*Dataset excerpts on pointing at objects*:
---+---
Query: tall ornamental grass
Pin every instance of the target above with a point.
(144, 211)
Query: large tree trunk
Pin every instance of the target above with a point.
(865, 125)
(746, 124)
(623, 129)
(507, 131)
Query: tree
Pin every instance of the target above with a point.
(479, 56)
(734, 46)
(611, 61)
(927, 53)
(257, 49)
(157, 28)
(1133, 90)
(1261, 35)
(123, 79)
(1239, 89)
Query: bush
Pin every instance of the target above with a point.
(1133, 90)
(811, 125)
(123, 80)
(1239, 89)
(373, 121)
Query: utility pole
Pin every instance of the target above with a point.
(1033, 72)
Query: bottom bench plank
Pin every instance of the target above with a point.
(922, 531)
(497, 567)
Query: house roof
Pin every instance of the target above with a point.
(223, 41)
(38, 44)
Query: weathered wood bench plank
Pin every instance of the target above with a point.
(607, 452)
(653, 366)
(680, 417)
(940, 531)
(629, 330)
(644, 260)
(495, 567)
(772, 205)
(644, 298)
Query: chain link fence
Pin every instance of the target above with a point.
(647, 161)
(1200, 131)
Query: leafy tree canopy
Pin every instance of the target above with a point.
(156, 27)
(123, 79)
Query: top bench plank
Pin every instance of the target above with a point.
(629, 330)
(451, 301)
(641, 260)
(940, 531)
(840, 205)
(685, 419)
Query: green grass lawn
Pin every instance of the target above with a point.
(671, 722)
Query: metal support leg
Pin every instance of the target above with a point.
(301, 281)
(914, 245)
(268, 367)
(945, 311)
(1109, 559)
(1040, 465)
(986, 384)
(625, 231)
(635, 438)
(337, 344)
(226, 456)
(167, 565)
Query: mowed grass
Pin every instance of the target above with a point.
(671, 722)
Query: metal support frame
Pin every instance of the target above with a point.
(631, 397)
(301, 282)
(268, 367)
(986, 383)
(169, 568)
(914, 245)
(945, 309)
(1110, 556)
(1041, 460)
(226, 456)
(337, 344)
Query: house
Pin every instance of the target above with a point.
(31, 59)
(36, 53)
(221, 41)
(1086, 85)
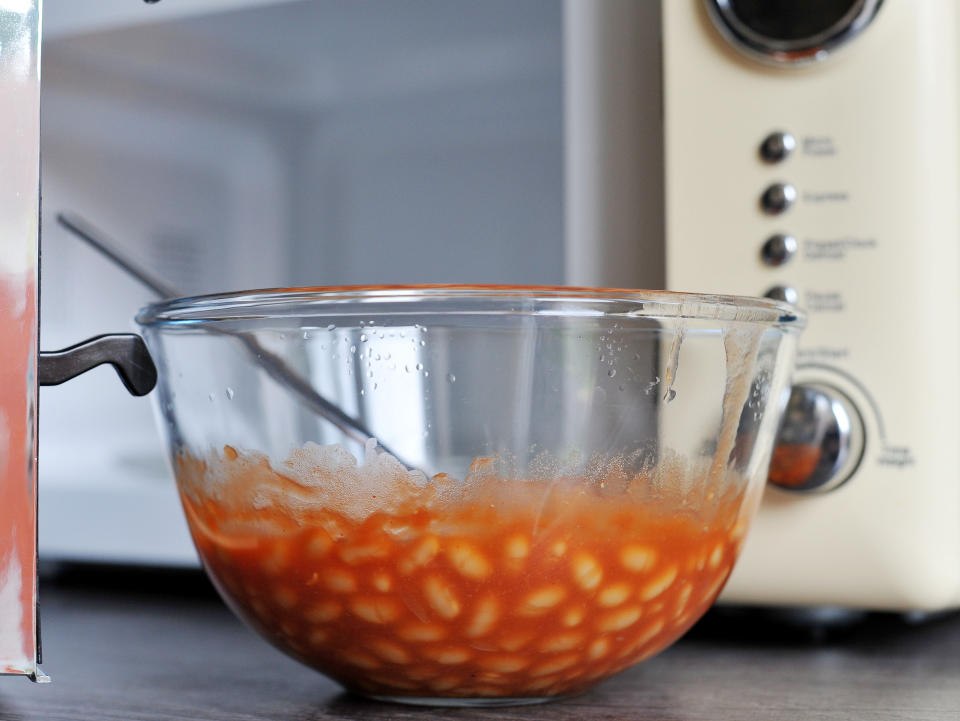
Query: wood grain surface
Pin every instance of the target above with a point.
(141, 646)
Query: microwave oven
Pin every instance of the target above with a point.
(807, 151)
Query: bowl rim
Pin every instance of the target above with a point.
(270, 303)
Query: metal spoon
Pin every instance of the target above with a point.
(273, 364)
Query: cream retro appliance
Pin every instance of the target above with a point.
(811, 154)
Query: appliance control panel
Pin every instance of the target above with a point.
(820, 167)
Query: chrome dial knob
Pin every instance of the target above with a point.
(821, 440)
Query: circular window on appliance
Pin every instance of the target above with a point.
(791, 31)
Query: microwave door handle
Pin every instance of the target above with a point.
(126, 352)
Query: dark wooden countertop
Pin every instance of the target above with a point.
(124, 644)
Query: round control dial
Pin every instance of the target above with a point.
(791, 31)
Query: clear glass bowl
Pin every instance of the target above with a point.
(577, 470)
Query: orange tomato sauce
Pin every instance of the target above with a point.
(497, 588)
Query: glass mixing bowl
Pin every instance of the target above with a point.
(570, 473)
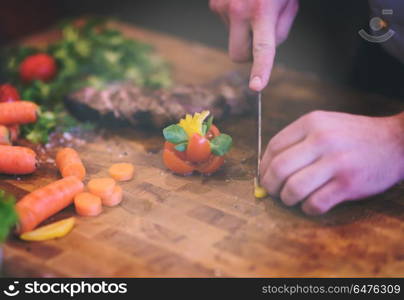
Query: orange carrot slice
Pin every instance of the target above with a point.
(46, 201)
(121, 171)
(5, 138)
(101, 187)
(87, 204)
(69, 163)
(115, 198)
(14, 132)
(17, 160)
(18, 112)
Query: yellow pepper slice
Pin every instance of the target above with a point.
(51, 231)
(193, 124)
(259, 191)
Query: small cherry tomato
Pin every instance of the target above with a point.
(175, 160)
(198, 148)
(39, 66)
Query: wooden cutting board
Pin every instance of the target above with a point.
(196, 226)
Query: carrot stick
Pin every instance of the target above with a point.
(121, 171)
(4, 136)
(46, 201)
(115, 198)
(17, 160)
(69, 163)
(101, 187)
(18, 112)
(14, 132)
(87, 204)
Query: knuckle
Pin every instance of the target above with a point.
(322, 138)
(313, 206)
(315, 116)
(238, 56)
(292, 192)
(263, 46)
(236, 8)
(213, 5)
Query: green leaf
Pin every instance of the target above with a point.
(8, 215)
(181, 147)
(209, 123)
(175, 134)
(221, 144)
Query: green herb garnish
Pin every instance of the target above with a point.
(175, 134)
(8, 216)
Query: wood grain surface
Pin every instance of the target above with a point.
(172, 226)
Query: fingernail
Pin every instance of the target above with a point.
(255, 83)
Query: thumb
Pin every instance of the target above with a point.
(264, 47)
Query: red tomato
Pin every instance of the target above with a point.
(39, 66)
(176, 160)
(198, 148)
(8, 93)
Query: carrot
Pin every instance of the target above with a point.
(17, 160)
(18, 112)
(87, 204)
(14, 132)
(121, 171)
(115, 198)
(4, 136)
(101, 187)
(69, 163)
(46, 201)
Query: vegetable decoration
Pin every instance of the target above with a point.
(195, 144)
(8, 216)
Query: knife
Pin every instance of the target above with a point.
(259, 139)
(259, 192)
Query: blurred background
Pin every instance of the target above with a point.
(323, 41)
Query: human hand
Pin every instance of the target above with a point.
(325, 158)
(268, 20)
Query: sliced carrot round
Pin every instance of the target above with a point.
(87, 204)
(101, 187)
(121, 171)
(115, 198)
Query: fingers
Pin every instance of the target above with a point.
(287, 137)
(286, 164)
(285, 21)
(239, 39)
(324, 198)
(220, 8)
(306, 181)
(264, 45)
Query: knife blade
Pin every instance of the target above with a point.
(259, 135)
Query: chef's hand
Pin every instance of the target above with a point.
(325, 158)
(268, 20)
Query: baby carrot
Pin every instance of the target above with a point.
(101, 187)
(87, 204)
(14, 132)
(46, 201)
(115, 198)
(18, 112)
(121, 171)
(17, 160)
(4, 136)
(69, 163)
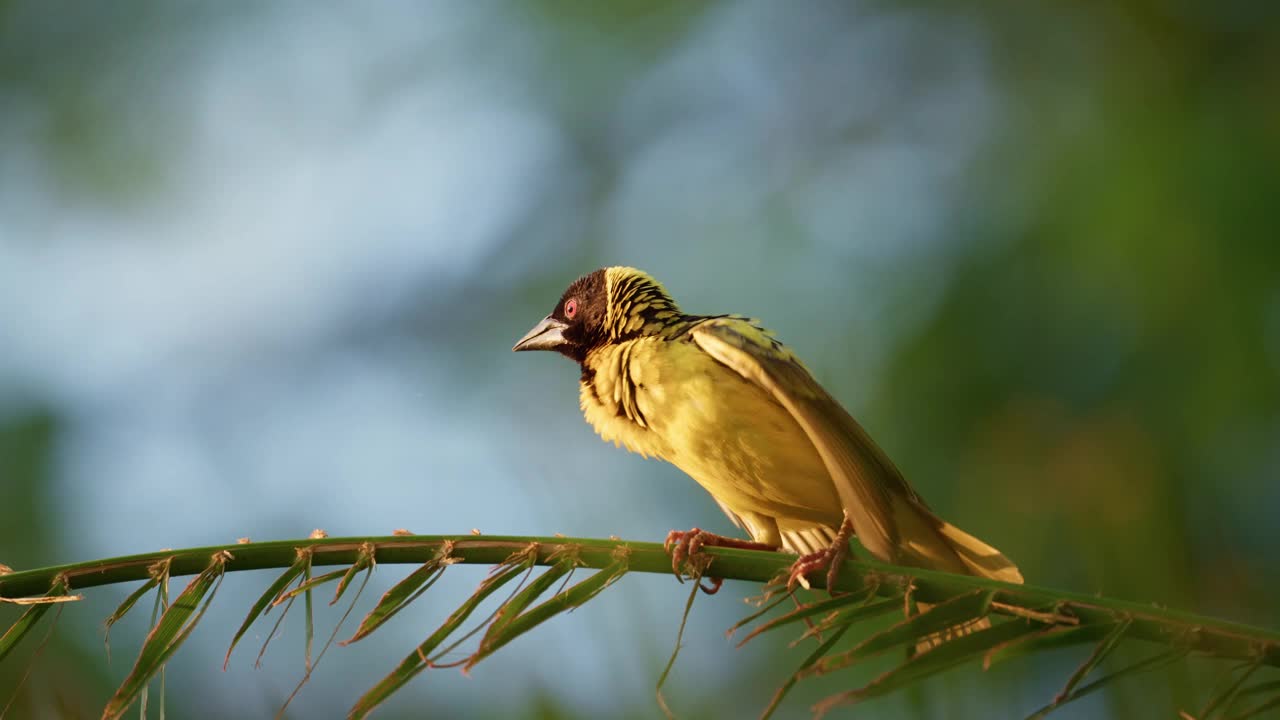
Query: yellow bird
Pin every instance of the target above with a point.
(726, 402)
---+---
*PROBLEM DETAILS*: Can you write out the data again, starting at the line that contains "Query: chef's hand" and ending at the end of the data, with every line kept as is except that each point coordinate is multiplied by 0.3 and rounded to a whole number, halves rounding up? Leave out the pictures.

*RESULT OF THE TASK*:
Query: chef's hand
Pin every instance of the target above with a point.
(98, 47)
(80, 6)
Query: baby carrot
Pin every instance of the target above with a point.
(30, 56)
(26, 61)
(4, 40)
(14, 60)
(35, 59)
(5, 34)
(36, 51)
(5, 48)
(1, 41)
(21, 49)
Query: yellow bird
Pin every instance of the target above with a point.
(218, 121)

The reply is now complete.